WHAT THE TASK ASKS
Your answer should consist of every line in the records that holds "below".

Natural language region descriptions:
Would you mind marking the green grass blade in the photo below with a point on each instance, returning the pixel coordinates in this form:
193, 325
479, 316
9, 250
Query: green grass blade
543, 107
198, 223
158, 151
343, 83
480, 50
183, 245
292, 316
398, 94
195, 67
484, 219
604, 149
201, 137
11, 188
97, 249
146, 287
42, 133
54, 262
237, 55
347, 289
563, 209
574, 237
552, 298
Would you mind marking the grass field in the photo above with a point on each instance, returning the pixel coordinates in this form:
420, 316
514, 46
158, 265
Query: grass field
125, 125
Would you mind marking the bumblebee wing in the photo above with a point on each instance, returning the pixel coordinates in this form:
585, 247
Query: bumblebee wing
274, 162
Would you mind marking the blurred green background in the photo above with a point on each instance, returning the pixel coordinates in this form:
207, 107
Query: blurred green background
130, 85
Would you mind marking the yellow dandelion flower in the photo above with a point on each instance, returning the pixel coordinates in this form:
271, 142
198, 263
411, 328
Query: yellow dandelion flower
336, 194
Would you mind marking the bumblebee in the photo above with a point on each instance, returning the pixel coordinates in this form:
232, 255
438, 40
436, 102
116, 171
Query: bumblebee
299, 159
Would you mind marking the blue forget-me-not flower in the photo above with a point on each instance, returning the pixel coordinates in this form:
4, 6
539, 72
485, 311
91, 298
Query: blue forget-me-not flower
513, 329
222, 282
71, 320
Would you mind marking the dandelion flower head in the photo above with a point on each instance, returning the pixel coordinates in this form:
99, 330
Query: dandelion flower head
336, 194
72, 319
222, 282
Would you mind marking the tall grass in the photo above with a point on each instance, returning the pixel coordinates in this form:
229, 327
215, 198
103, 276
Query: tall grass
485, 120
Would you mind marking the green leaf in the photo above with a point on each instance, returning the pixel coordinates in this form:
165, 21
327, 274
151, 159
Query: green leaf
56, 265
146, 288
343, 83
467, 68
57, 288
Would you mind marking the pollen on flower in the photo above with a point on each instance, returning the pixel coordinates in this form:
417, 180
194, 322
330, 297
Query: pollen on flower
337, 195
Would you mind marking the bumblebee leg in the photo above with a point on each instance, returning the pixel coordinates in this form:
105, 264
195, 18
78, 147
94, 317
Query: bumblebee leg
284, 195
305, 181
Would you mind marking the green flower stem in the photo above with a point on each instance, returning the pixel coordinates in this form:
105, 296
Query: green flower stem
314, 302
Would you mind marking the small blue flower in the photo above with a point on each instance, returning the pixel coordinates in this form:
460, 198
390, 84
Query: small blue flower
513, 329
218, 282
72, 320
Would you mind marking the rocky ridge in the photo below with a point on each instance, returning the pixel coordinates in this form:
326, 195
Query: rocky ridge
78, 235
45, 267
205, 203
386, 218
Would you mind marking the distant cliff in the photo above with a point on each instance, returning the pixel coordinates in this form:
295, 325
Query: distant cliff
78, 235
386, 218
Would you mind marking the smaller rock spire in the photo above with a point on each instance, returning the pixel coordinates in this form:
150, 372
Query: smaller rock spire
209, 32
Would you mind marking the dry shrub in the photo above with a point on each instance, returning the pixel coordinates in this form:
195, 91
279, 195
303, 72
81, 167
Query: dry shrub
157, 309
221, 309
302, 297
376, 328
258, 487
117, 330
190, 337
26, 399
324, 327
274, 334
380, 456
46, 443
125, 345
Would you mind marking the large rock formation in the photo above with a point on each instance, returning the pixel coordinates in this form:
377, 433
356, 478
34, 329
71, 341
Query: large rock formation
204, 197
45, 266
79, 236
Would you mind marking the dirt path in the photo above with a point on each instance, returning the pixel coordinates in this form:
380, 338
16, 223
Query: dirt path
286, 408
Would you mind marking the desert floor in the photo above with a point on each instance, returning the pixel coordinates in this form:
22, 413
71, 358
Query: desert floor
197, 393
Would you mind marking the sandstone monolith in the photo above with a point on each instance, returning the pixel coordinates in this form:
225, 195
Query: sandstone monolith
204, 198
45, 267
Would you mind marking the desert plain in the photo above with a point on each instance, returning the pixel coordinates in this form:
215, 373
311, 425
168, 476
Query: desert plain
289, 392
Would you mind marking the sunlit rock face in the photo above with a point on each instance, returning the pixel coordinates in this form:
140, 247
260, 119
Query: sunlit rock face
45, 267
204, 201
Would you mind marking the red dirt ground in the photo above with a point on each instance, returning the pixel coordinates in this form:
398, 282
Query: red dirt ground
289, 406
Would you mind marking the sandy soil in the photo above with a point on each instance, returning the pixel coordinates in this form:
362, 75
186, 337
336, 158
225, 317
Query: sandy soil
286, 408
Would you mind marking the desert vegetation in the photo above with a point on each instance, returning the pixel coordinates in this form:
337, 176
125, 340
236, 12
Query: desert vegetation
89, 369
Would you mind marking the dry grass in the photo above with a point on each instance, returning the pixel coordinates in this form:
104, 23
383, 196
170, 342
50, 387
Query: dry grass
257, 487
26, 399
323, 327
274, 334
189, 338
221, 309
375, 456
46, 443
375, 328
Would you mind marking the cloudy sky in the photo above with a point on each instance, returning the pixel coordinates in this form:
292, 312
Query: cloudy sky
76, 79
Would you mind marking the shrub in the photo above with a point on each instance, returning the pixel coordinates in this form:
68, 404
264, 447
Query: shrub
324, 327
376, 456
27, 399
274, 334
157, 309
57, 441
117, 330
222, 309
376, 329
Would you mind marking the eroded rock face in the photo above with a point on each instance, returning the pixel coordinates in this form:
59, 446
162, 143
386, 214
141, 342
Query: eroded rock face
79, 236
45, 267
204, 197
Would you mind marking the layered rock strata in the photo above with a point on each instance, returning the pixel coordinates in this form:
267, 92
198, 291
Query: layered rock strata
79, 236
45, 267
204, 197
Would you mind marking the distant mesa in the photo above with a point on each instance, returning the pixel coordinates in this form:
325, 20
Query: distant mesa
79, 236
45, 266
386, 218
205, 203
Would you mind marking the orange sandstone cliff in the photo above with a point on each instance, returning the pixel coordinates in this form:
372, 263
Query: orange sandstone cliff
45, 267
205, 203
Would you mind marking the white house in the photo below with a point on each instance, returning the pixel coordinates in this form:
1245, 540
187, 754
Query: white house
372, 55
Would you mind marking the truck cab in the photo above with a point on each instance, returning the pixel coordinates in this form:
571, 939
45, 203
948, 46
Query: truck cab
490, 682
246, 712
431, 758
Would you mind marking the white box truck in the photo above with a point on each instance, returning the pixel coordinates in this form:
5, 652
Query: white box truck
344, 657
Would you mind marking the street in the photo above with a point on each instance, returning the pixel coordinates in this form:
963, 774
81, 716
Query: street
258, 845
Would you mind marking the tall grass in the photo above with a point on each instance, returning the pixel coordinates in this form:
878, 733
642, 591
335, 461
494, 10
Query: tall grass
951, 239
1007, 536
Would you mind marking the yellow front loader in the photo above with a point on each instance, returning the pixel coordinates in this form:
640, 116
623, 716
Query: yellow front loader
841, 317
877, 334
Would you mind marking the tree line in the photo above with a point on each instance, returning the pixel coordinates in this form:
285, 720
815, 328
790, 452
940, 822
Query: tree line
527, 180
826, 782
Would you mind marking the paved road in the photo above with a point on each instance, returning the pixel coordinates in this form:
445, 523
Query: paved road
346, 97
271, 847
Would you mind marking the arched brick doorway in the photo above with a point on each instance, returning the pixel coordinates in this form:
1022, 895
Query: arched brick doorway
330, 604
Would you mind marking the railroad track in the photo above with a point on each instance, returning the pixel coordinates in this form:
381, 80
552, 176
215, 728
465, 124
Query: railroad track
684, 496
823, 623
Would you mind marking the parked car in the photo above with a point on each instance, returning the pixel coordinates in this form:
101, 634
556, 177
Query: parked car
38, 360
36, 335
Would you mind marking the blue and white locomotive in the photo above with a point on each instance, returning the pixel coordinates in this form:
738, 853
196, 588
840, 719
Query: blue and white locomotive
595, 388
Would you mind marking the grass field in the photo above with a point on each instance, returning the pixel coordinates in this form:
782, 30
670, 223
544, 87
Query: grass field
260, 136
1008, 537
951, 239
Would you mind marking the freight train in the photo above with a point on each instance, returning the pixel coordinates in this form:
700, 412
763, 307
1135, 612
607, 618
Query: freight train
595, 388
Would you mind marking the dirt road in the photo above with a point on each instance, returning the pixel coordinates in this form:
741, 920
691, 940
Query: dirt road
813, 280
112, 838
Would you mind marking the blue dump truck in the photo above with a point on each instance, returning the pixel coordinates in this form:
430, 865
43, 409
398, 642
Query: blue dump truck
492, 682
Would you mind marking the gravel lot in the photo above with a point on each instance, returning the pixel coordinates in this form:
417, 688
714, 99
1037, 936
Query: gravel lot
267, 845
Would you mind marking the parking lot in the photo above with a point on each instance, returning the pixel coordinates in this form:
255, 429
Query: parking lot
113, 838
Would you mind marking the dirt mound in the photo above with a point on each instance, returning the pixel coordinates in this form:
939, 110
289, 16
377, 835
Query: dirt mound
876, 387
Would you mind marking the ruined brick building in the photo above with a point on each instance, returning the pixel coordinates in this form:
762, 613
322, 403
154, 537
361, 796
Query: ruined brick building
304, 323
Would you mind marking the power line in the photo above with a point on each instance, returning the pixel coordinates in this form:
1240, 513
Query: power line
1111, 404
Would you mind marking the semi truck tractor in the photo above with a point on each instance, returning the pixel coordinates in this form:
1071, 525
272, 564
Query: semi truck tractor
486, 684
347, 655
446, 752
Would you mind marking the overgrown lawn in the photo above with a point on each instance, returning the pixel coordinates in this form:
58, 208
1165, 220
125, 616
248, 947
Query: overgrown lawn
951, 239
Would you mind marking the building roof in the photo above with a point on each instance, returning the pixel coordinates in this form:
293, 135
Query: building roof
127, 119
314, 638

OUTPUT OF THE TASK
Would you mind marking the green grass blade in the photo below with a point on each instance, returning the pixel coordinates in this form:
Would you mind marking the rocky ridge in the photo below with a point on each instance, returning the pixel coordinates in this form:
Would you mind marking the white house in the photo below with a point on each instance, returning the pixel coordinates in this form:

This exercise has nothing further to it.